Thursday, May 30, 2013

Out of air

Life can be different. My life, that is. And "different" means "better". So why isn't it?

“Talking to myself all the way to the station
pictures in my head of the final destination…”


Feels like riding a train with no windows. I miss the view outside.
In such a moment hearing the right song can break me into million pieces. And it did.

People are more interested in indulging their egos than to find understanding-as if people no longer consider any other way of communication. That makes me feel lonely-a feeling I'm too familiar with to want to avoid at all cost. What's wrong with being nice to one another?

Wednesday, May 29, 2013

Eyes on the light

 Today, today, today” is the perfect morning mantra. It means a new hope every day. 

Is it foolish? Plain stupid and naive? Maybe; could be; who cares? It works; I don't need to know more. In a world of darkness light is a savior.

And the beauty of it is that every tomorrow is a new today.

Bring it on!

Burning news from nin.com:

5.28.13: New NIN album finished, coming later this year

From TR: "I’ve been less than honest about what I’ve really been up to lately. For the last year I’ve been secretly working non-stop with Atticus Ross and Alan Moulder on a new, full-length Nine Inch Nails record, which I am happy to say is finished and frankly fucking great. This is the real impetus and motivation behind the decision to assemble a new band and tour again. My forays intofilm, HTDA and other projects really stimulated me creatively and I decided to focus that energy on taking Nine Inch Nails to a new place. Here we go!

Stay tuned…"


Alright! I am excited…of course; I think...OK, I'm sure.  Would’ve been much more if my attention wasn’t already completely, totally, undeniably occupied with 30 seconds to Mars :) That's the way life goes.
But it’s good news nonetheless. 

Tuesday, May 28, 2013

Cause of choice


I realize perfectly well that earning your bread and butter isn't supposed to be about fun and entertainment. I’m quite OK with the innate boredom, inevitable stress and pressing deadlines. What I’m not OK with is when my colleagues act as if work is a holy crusade and is their sole reason for existence. I love you, my precious headphones.

Monday, May 27, 2013

Dazed


Do you know that feeling when your body seems to be too small to hold all the emotions you have inside and as if it’s going to burst?; and you breathe in and in and in and it’s still not enough?; and you don’t dare to even blink because you might miss something special?; and the air oozes sweetness?

Sunday, May 26, 2013

Call to arms

OK, what’s in the past stays in the past. First I must ditch guilt; next-to think what I can do with the leftovers. Things look a lot different when when you stand on nothing but your own feet.

Saturday, May 25, 2013

Wreck


Oh my. What did I get myself into?
I just became aware of a fact that made me feel so small, so insignificant, humble and frustrated, inspired and crushed at the same time. What is knowledge good for if it comes too late?! To have good intentions is a good start but not more. I want to turn back time so I could make better choices and keep an eye on every second of my life. Ignorant I am not but I know just enough to know what I know is not enough. Every comforting excuse I've ever had laughs at me now. Illusions feel good until you see them shattered to bits. 
You wouldn't want to be me right now.  

Thursday, May 23, 2013

Silence for peace


It’s not that I’m antisocial-I just start to feel homicidal if I have to listen to the same old, never-ending, always so utterly egocentric chatter around. So retiring within the safety between my headphones in a universe of my own   is nothing but altruistic.

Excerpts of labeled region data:

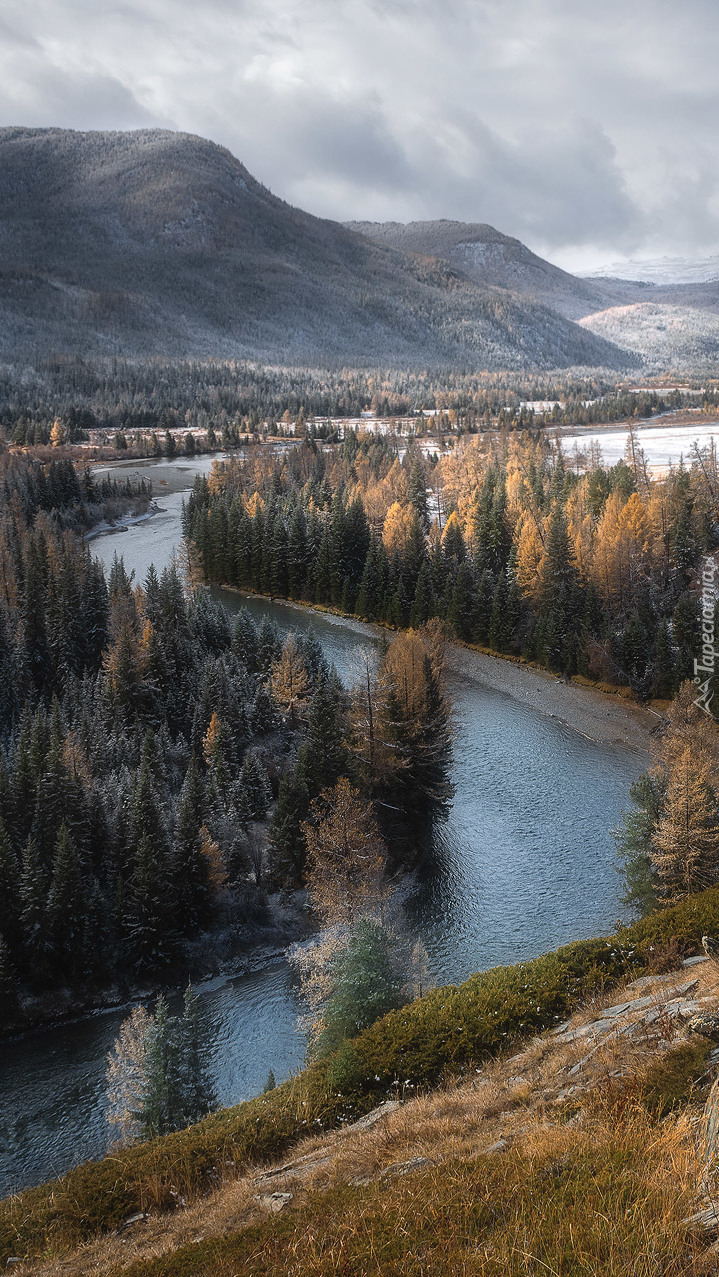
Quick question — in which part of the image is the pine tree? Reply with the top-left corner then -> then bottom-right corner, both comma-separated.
298,672 -> 347,797
239,750 -> 272,821
315,918 -> 404,1056
271,633 -> 310,727
139,994 -> 184,1139
613,771 -> 667,916
46,821 -> 89,974
672,590 -> 701,679
0,933 -> 18,1027
19,839 -> 47,967
179,985 -> 217,1126
654,621 -> 677,696
232,608 -> 258,674
651,746 -> 719,902
269,769 -> 309,886
0,816 -> 20,949
123,834 -> 174,971
172,753 -> 208,933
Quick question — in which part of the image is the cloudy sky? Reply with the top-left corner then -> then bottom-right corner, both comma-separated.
0,0 -> 719,268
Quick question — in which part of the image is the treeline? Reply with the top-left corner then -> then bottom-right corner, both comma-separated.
0,358 -> 718,444
498,389 -> 699,430
185,434 -> 719,699
0,452 -> 152,540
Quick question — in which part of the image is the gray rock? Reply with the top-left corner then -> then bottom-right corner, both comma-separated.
687,1011 -> 719,1055
481,1135 -> 510,1154
379,1157 -> 434,1180
254,1193 -> 292,1214
682,1203 -> 719,1232
342,1099 -> 400,1135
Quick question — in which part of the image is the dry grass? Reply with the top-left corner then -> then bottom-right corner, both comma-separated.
15,963 -> 719,1277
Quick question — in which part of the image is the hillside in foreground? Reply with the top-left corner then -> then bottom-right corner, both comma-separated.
7,890 -> 719,1277
0,128 -> 636,369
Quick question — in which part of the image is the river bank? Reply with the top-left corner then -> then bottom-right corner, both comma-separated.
0,456 -> 651,1193
220,585 -> 664,753
0,891 -> 314,1046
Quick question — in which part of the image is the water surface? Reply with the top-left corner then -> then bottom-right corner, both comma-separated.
0,457 -> 646,1193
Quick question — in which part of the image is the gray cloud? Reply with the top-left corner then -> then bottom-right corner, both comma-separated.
0,0 -> 719,262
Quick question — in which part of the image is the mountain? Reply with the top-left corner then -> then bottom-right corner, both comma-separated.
345,220 -> 648,319
0,128 -> 636,368
581,257 -> 719,283
347,221 -> 719,372
581,301 -> 719,375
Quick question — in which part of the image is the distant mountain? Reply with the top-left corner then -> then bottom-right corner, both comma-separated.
347,221 -> 719,373
581,257 -> 719,283
346,220 -> 648,319
581,301 -> 719,375
0,128 -> 635,369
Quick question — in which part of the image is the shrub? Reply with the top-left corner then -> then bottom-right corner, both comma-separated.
0,888 -> 719,1260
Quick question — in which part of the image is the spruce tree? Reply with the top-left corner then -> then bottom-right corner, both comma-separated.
172,753 -> 208,932
269,767 -> 309,886
46,821 -> 89,974
315,918 -> 404,1056
178,985 -> 217,1126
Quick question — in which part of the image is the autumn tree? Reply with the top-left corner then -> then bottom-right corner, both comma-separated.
301,776 -> 386,926
651,747 -> 719,903
271,633 -> 310,727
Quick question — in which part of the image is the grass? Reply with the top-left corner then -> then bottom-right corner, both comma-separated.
115,1107 -> 711,1277
0,889 -> 719,1271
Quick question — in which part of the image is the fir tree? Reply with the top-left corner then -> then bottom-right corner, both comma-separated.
269,769 -> 309,886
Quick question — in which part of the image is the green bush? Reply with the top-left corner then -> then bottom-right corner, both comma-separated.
0,888 -> 719,1260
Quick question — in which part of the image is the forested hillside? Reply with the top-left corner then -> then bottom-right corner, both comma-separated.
0,453 -> 448,1024
0,129 -> 636,369
186,433 -> 719,697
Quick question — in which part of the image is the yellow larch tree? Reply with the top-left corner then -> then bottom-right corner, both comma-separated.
271,635 -> 310,723
650,746 -> 719,902
591,492 -> 651,612
516,513 -> 544,599
382,501 -> 416,558
301,776 -> 386,926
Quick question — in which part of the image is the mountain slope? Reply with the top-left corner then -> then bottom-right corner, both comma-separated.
347,220 -> 648,319
581,301 -> 719,374
0,128 -> 636,368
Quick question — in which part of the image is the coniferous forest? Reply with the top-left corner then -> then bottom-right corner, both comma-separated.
0,455 -> 450,1024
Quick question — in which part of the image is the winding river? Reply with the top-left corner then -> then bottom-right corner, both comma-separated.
0,457 -> 646,1194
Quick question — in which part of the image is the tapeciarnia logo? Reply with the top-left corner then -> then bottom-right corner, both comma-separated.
693,554 -> 716,714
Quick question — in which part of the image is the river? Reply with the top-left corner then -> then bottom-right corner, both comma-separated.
0,457 -> 646,1193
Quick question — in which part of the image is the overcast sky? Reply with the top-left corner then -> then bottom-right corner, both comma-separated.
0,0 -> 719,268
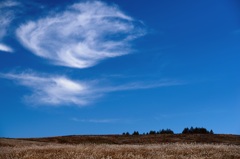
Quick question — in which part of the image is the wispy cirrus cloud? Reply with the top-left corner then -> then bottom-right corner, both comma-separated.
0,43 -> 13,52
16,1 -> 145,68
0,0 -> 20,52
0,72 -> 184,107
0,73 -> 98,106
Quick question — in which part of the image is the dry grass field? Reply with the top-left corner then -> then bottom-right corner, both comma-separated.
0,136 -> 240,159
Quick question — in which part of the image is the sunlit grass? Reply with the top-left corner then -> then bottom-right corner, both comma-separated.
0,143 -> 240,159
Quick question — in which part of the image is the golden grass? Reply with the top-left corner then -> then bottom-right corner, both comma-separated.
0,140 -> 240,159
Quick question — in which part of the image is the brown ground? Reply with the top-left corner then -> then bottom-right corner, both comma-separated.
13,134 -> 240,145
0,134 -> 240,159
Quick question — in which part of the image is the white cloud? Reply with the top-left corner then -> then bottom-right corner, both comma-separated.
0,72 -> 184,106
0,43 -> 13,52
0,0 -> 20,52
17,1 -> 145,68
1,73 -> 95,106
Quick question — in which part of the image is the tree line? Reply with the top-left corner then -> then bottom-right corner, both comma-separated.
122,127 -> 214,135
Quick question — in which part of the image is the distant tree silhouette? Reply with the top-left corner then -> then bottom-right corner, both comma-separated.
159,129 -> 174,134
149,130 -> 157,135
122,132 -> 130,135
132,131 -> 139,135
182,127 -> 213,134
210,130 -> 214,134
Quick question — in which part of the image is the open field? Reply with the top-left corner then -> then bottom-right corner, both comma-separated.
0,135 -> 240,159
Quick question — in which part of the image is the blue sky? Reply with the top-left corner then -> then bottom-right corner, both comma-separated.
0,0 -> 240,137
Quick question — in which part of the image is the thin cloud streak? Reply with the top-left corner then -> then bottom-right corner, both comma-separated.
0,43 -> 13,52
0,73 -> 98,106
0,0 -> 20,52
0,72 -> 184,107
16,1 -> 145,68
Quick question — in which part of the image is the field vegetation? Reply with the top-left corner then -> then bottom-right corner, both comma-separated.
0,134 -> 240,159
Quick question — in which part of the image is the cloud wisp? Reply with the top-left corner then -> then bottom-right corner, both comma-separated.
16,1 -> 145,68
1,73 -> 98,106
0,72 -> 183,107
0,0 -> 20,52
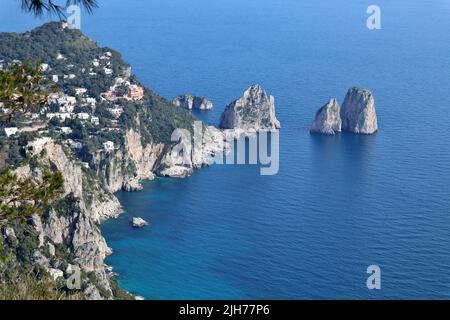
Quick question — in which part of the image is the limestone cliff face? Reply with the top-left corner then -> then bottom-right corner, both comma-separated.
15,140 -> 121,298
172,94 -> 213,110
341,88 -> 378,134
157,126 -> 230,178
126,129 -> 164,180
310,99 -> 342,135
220,84 -> 281,132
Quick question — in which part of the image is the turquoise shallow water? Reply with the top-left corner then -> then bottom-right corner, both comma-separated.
0,0 -> 450,299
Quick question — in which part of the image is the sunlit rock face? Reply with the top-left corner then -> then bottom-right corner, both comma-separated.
220,84 -> 281,131
341,88 -> 378,134
310,99 -> 342,135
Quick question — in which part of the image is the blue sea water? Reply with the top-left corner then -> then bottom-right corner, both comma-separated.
0,0 -> 450,299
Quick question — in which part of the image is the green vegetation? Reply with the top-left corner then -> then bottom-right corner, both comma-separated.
0,168 -> 63,225
0,271 -> 84,300
0,62 -> 56,121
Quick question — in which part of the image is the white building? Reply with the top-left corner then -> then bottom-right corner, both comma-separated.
103,67 -> 112,75
65,139 -> 83,149
91,117 -> 100,126
61,127 -> 72,134
77,112 -> 89,120
59,104 -> 75,113
5,127 -> 18,137
75,88 -> 87,95
41,63 -> 49,72
27,137 -> 52,154
109,107 -> 123,118
46,112 -> 72,121
103,141 -> 114,152
84,97 -> 97,107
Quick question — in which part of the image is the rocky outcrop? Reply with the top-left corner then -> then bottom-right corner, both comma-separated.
220,84 -> 280,133
341,88 -> 378,134
131,217 -> 148,228
15,140 -> 121,299
172,94 -> 213,110
310,99 -> 342,135
157,125 -> 230,178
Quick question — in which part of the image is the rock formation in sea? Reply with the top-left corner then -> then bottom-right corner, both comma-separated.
131,217 -> 148,228
172,94 -> 213,110
310,99 -> 342,135
341,88 -> 378,134
220,84 -> 281,132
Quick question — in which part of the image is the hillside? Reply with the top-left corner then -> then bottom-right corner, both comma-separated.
0,23 -> 222,299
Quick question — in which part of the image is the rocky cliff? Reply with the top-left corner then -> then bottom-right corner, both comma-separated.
0,23 -> 226,299
310,99 -> 342,135
220,84 -> 280,132
341,88 -> 378,134
310,88 -> 378,135
15,140 -> 121,299
172,94 -> 213,110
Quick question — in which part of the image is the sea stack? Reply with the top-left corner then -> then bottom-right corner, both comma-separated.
172,94 -> 213,110
131,217 -> 148,228
341,88 -> 378,134
220,84 -> 280,132
310,99 -> 342,135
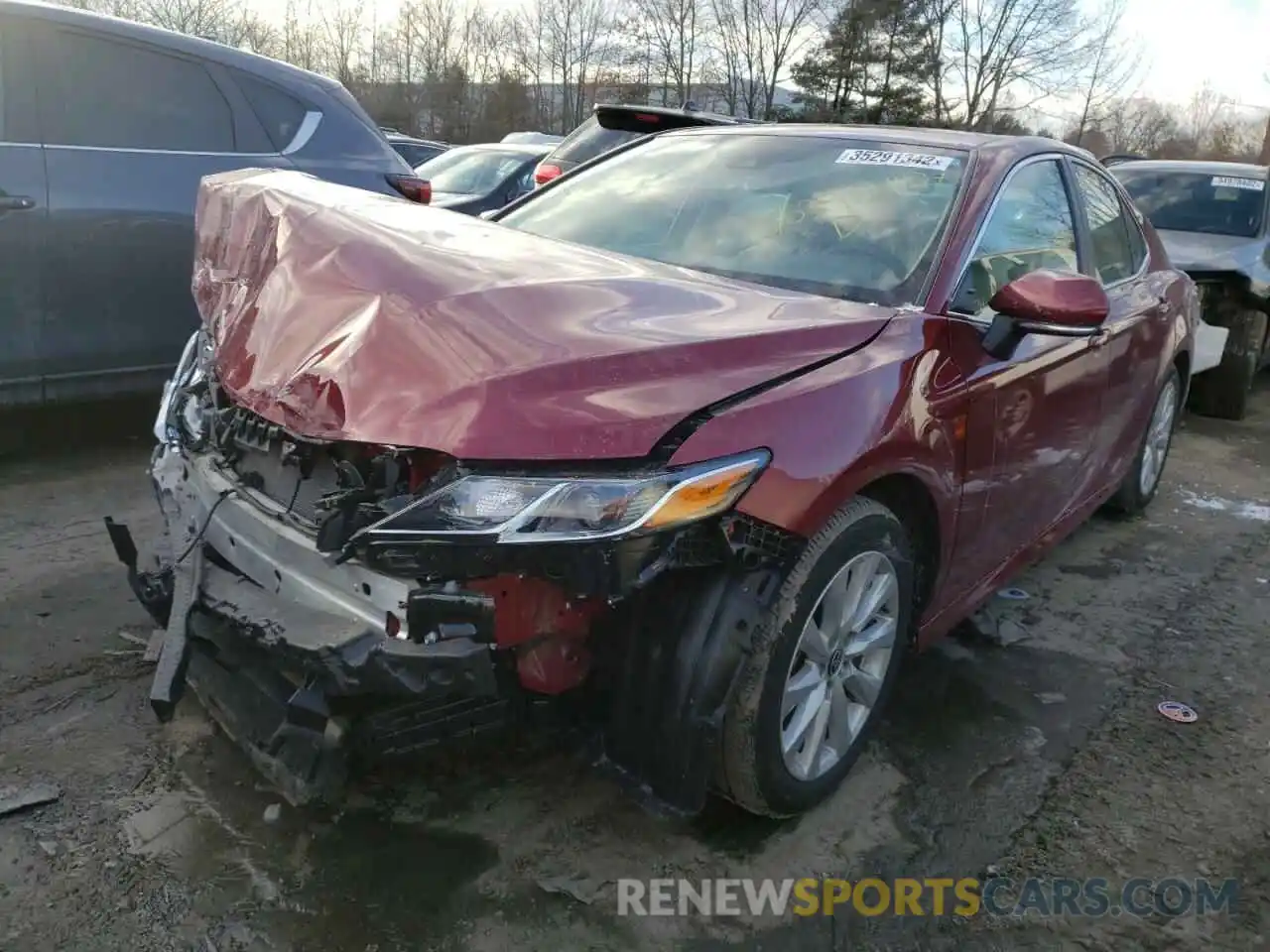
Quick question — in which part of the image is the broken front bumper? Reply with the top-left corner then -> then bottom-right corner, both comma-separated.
107,445 -> 508,802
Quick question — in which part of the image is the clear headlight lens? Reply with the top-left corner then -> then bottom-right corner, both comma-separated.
363,449 -> 771,543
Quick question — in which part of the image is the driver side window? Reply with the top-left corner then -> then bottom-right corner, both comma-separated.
952,160 -> 1080,314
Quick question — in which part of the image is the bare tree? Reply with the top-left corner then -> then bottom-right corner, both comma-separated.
948,0 -> 1087,128
1098,98 -> 1181,155
318,0 -> 366,86
281,0 -> 321,69
1074,0 -> 1142,146
635,0 -> 706,104
1184,82 -> 1233,147
137,0 -> 244,42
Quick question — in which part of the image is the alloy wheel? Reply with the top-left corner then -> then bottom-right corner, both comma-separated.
1138,380 -> 1178,496
780,552 -> 899,780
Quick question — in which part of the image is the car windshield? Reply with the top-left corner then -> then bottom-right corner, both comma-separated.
500,133 -> 966,304
1110,165 -> 1266,237
414,149 -> 531,195
552,115 -> 644,165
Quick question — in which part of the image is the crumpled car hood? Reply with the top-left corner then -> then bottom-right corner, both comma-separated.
1156,230 -> 1270,294
193,171 -> 894,459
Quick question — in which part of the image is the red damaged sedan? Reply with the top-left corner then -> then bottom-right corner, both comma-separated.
108,126 -> 1199,815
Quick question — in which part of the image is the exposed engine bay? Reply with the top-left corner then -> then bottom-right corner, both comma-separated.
107,331 -> 798,811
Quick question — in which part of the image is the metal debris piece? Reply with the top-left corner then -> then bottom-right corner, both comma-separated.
1156,701 -> 1199,724
969,606 -> 1028,648
141,629 -> 168,663
0,783 -> 63,816
539,876 -> 609,906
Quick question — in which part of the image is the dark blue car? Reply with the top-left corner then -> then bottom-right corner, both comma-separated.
0,0 -> 423,405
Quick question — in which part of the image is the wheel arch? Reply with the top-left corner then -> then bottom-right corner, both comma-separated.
854,471 -> 944,634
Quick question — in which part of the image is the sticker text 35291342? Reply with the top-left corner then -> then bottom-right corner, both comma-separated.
1211,176 -> 1266,191
834,149 -> 956,172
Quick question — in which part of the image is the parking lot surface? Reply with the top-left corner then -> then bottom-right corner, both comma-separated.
0,381 -> 1270,952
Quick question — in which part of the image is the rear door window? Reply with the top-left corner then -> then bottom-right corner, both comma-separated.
234,69 -> 309,153
552,115 -> 640,165
1112,163 -> 1266,237
38,31 -> 235,153
1076,164 -> 1142,285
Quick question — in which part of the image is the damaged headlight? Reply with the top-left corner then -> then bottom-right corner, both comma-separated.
359,449 -> 771,543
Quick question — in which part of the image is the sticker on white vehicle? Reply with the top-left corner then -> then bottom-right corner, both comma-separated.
1211,176 -> 1266,191
834,149 -> 956,172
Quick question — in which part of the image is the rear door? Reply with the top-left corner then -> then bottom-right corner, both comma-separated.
1070,159 -> 1170,481
0,15 -> 49,405
36,23 -> 286,399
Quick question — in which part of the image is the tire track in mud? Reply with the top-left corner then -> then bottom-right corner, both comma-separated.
834,530 -> 1270,952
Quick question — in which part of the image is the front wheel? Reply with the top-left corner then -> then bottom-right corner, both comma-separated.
1110,367 -> 1183,516
720,498 -> 913,816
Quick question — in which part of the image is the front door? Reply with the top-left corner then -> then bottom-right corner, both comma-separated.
1072,160 -> 1171,486
948,156 -> 1107,598
30,24 -> 285,396
0,17 -> 49,405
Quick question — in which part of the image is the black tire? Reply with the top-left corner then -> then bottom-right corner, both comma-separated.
1107,367 -> 1183,516
718,498 -> 915,816
1189,311 -> 1266,420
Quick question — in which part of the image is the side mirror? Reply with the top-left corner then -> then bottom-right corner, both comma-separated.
983,271 -> 1111,361
988,271 -> 1111,336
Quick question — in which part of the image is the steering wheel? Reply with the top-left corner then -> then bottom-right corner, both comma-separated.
838,231 -> 909,280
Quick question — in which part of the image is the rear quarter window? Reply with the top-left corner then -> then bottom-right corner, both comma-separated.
234,72 -> 309,153
552,115 -> 640,165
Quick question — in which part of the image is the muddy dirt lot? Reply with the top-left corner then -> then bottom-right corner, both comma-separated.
0,381 -> 1270,952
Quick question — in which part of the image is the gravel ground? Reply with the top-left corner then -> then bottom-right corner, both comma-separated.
0,382 -> 1270,952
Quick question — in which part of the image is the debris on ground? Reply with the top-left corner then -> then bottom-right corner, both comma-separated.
0,783 -> 63,816
141,629 -> 168,663
539,876 -> 609,906
967,606 -> 1028,648
1156,701 -> 1199,724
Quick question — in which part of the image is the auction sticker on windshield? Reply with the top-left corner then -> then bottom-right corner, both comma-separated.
1208,178 -> 1266,191
834,149 -> 956,172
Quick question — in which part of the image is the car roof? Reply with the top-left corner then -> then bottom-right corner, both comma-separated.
0,0 -> 340,89
449,142 -> 559,156
384,132 -> 449,149
659,122 -> 1097,163
591,103 -> 759,126
1111,159 -> 1270,178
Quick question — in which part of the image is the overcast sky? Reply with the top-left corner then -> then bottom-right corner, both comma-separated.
262,0 -> 1270,108
1125,0 -> 1270,107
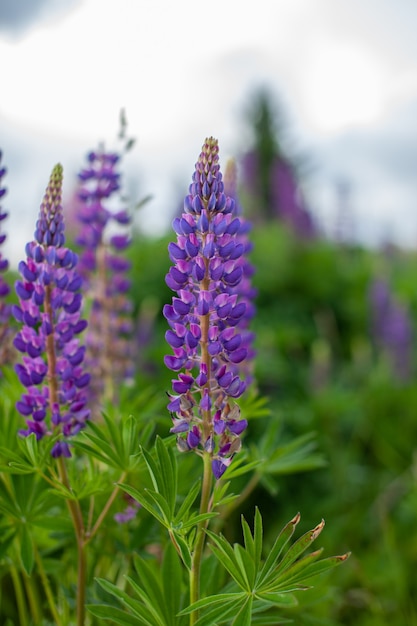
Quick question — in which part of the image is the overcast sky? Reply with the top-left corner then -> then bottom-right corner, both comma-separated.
0,0 -> 417,260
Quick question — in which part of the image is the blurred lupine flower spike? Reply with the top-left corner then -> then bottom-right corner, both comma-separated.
76,149 -> 133,406
164,137 -> 254,479
13,164 -> 90,457
370,279 -> 413,382
0,150 -> 11,375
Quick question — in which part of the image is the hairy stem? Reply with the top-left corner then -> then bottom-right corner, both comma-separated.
34,546 -> 62,626
10,566 -> 28,626
190,452 -> 212,626
85,472 -> 127,544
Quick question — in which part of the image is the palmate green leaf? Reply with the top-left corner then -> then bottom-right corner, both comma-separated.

--- TASK INSTRUCTIONS ---
1. Translate this sentence from the blog into French: "And the beauty of it is that every tomorrow is a new today."
2. Put the part of the listing that opens with the line containing "is the metal" and closes with the line containing "0,0 -> 423,405" into a Markdown table with two columns, n for the row number and Line for the line itself, leaving out any blank lines.

--- FINAL ANSWERS ---
1. Et ce qui est beau, c'est que chaque lendemain est un nouvel aujourd'hui.

2.
| n | Line |
|---|---|
| 1 | Quick question — in which part of the image is the metal debris piece? Reply with the top-left corner then -> then bottom-right corner, both comma-separated. |
| 2 | 1156,701 -> 1199,724 |
| 3 | 969,606 -> 1028,648 |
| 4 | 141,629 -> 168,663 |
| 5 | 0,783 -> 63,816 |
| 6 | 539,876 -> 609,906 |
| 7 | Quick question — in which part of the image is the dark blue car? Reply with the top-left corner then -> then bottom-right corner, both comma-separated. |
| 8 | 0,0 -> 423,405 |